### Source document
What is nonviolence?
Nonviolence is an ideology that rejects the use of violent action in a conflict over power to attain social and political objectives.
The term nonviolence is complex and has varied meanings, among which it is important to draw distinctions. In general, the term has been interpreted as in the negative – an absence of violence. However, nonviolence, both in theory and practice can and should be viewed as a positive, an active and potent force for attaining certain goals.
Two categories of definition can be named: principled and pragmatic. In their application, these categories are not necessarily mutually exclusive, and some movements have utilized both concurrently to significant effect.
Principled nonviolence is often rooted in traditional or religious beliefs and customs, or in moral principles alone. It is based on a moral stand, an ethical code which disallows the practice of violence, often throughout all actions of life. Principled nonviolent practitioners do not necessarily utilize nonviolent actions and strategies, though they at times have.
For practitioners of principled nonviolence, the aim of any nonviolent endeavour is, as the Venerable Samdhong Rinpoche, Chairman of the Assembly of Tibetan’s People’s Deputies, Tibetan Government in Exile stated,” the establishment of truth and removal of injustice. It does not aim to eliminate or defeat anyone. For a true nonviolent activist, there is no enemy. It aims to end injustice by making the perpetrator of injustice see reason and undo the wrong done by him.”
A significant question which principled nonviolence seeks to answer is: Is there a unity of ends and means; are the means of attaining goals, particularly those based on ideals such as equality, justice or peace, in concert with the ends?
Principled nonviolence includes such diverse beliefs as pacifism, a generally non-active form of resistance to violence; Tibetan Buddhist practitioners who eschew all forms of violence; and the commitment of the Quakers, a religious group, to use their deeply held belief in a nonviolent way of life to effect change, not only within themselves as individuals or in their immediate sphere of influence, but also in the world at large.
Pragmatic nonviolence is best understood as the decision to use nonviolence based upon practical strategic considerations. It does not rely on a fundamental commitment to nonviolence which extends to all situations; it may be limited only to the situation at hand.
Pragmatic nonviolence is based upon the use of proactive, positive nonviolent strategies and actions. It seeks to change the status quo, ranging in individual cases from specific policies which affect a specific group to the overall dynamics of power in a society.
With pragmatic nonviolence, a people or a movement can choose not to use violence even if there is no traditional or religious basis for that choice in their culture.
Implementation of Political Nonviolence
For example, the Crimean Tatars, traditionally a warrior culture, have chosen to use nonviolence because of its practical worth in their struggle for their rights following their return to the Crimea after decades in exile. Likewise, the Native Hawaiians chose to use nonviolence when the Americans took over Hawai’i a century ago. At that time, Queen Liliu’okalani, the Hawaiian ruler, counseled her people not to use violence and suffer certain devastating defeat.
Some peoples employ both principled and pragmatic approaches. The Tibetan struggle for independence, which is deeply influenced by the nonviolent philosophy of Tibetan Buddhism, is also quite pragmatic in its approach. The Tibetans have used international diplomatic and public relations campaigns, and nonviolent resistance within Tibet, in their struggle for independence from the Peoples Republic of China. These nonviolent activities are linked to very pragmatic considerations: Tibetans are few and the Chinese are many, and perhaps more importantly, the Chinese are neighbors with whom the Tibetans must live into the future.

### Data provided
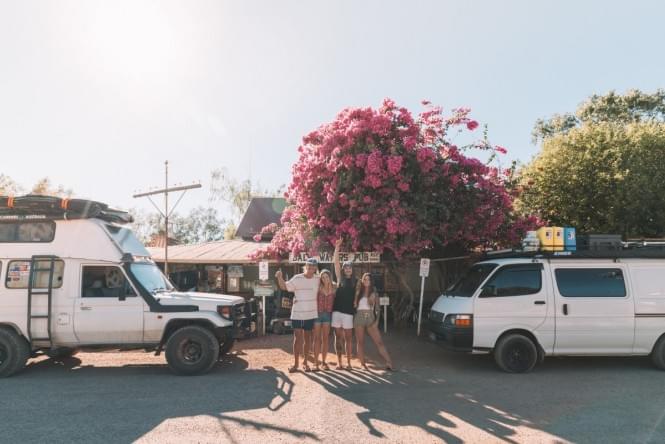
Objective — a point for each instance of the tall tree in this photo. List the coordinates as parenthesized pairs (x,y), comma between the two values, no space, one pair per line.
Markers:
(237,193)
(601,169)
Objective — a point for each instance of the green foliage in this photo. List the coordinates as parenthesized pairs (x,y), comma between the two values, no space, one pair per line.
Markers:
(238,194)
(632,107)
(602,176)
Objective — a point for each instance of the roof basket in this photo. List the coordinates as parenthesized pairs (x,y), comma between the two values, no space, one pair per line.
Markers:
(33,206)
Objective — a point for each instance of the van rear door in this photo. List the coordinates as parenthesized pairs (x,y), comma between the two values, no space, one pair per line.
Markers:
(594,309)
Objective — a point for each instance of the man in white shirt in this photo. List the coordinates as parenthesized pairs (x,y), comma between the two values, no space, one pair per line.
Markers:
(305,287)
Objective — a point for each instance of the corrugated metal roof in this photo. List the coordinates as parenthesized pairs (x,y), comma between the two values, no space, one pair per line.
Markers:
(234,251)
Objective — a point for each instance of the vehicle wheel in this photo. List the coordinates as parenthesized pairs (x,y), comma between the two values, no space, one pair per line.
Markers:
(516,353)
(226,347)
(14,353)
(61,353)
(658,353)
(192,350)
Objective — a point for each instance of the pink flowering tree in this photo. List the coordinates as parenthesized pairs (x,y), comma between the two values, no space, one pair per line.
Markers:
(386,181)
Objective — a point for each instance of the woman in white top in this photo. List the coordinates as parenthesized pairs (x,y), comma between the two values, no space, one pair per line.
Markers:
(365,320)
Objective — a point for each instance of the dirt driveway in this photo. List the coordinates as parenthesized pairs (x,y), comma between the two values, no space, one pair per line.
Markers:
(433,396)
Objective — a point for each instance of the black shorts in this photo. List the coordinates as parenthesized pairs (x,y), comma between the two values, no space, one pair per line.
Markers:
(307,324)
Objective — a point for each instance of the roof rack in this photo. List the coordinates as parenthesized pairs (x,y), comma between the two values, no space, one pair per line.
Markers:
(628,250)
(36,207)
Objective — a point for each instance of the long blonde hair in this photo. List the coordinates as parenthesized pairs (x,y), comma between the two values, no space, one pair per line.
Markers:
(361,289)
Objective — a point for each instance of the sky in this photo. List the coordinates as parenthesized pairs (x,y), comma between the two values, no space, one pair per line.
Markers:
(96,95)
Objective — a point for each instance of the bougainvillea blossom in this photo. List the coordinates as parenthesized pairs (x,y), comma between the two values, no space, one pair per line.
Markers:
(387,181)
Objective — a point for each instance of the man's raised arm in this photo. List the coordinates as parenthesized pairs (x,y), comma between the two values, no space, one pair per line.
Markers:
(338,269)
(280,280)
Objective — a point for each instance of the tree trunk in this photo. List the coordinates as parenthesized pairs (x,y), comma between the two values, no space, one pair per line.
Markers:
(404,305)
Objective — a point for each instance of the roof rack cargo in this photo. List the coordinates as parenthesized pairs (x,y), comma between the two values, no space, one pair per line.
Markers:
(627,250)
(33,206)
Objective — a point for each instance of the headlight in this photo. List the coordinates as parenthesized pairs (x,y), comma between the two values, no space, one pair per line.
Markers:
(459,320)
(224,311)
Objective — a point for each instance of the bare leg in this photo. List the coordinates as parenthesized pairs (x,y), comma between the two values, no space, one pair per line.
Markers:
(308,344)
(325,341)
(297,346)
(348,339)
(339,345)
(360,346)
(375,334)
(317,344)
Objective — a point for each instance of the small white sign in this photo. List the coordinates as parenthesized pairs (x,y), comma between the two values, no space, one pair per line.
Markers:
(263,270)
(424,267)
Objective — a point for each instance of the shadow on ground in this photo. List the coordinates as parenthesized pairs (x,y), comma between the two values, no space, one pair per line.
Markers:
(63,401)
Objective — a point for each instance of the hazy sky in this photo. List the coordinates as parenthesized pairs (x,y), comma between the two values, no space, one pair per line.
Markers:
(97,94)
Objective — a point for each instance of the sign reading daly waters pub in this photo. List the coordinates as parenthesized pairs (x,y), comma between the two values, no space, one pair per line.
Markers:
(367,257)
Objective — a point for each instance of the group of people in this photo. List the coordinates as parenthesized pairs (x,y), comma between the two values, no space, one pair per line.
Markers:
(321,304)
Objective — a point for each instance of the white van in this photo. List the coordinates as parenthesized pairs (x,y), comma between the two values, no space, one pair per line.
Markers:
(522,307)
(72,277)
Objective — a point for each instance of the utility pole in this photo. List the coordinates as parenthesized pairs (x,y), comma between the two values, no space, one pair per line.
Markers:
(166,213)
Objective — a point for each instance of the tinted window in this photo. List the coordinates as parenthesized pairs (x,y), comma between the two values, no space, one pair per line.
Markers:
(514,280)
(590,282)
(18,274)
(27,231)
(468,284)
(105,282)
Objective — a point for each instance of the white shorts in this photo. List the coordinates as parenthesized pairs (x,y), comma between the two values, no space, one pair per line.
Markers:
(342,320)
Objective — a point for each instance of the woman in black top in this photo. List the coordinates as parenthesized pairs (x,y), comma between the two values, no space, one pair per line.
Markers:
(343,310)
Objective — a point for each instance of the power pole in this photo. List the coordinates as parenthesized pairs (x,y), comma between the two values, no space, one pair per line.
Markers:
(166,213)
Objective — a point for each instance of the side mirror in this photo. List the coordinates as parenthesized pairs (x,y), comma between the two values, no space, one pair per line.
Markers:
(488,290)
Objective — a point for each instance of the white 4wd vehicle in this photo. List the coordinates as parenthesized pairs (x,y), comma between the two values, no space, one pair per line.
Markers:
(523,308)
(73,278)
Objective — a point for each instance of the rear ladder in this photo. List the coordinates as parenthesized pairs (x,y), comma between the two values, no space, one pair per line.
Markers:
(48,292)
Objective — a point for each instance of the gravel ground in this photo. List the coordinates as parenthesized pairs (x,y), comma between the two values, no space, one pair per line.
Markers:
(433,396)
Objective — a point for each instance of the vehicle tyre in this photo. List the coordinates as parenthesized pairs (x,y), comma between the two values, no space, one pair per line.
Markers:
(61,353)
(226,346)
(14,353)
(192,350)
(658,353)
(515,353)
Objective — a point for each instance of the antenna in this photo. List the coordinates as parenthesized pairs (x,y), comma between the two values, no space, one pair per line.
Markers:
(166,213)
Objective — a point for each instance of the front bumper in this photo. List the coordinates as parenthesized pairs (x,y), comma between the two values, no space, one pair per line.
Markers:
(451,337)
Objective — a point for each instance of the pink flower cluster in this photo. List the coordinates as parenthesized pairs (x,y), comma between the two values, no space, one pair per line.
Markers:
(388,182)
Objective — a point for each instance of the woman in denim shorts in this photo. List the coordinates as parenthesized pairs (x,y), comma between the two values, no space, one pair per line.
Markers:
(324,299)
(366,320)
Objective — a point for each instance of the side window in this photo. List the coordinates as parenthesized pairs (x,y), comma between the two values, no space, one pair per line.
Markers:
(514,280)
(590,282)
(105,282)
(18,274)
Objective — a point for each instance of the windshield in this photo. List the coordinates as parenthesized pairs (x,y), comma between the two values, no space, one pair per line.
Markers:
(126,240)
(468,284)
(151,277)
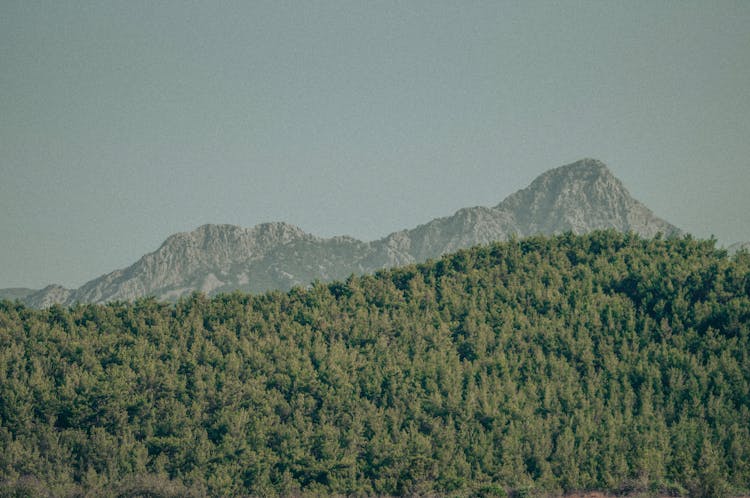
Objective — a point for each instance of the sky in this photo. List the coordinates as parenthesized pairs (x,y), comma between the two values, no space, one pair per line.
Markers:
(124,122)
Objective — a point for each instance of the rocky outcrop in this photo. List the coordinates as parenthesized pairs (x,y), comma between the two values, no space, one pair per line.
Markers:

### Problem to work on
Turn the paragraph beginning "Some peoples employ both principled and pragmatic approaches" in the text on nonviolence into a short bulleted list that keeps its main facts.

### Correct output
- Some peoples use both principled and pragmatic nonviolence.
- The Tibetan struggle for independence is one example. It is deeply shaped by the nonviolent philosophy of Tibetan Buddhism but is also pragmatic.
- Its methods are international diplomatic and public relations campaigns, plus nonviolent resistance within Tibet against the People's Republic of China.
- Its practical reasons are that Tibetans are few and the Chinese are many. Perhaps more importantly, the Chinese are neighbors the Tibetans must live with in the future.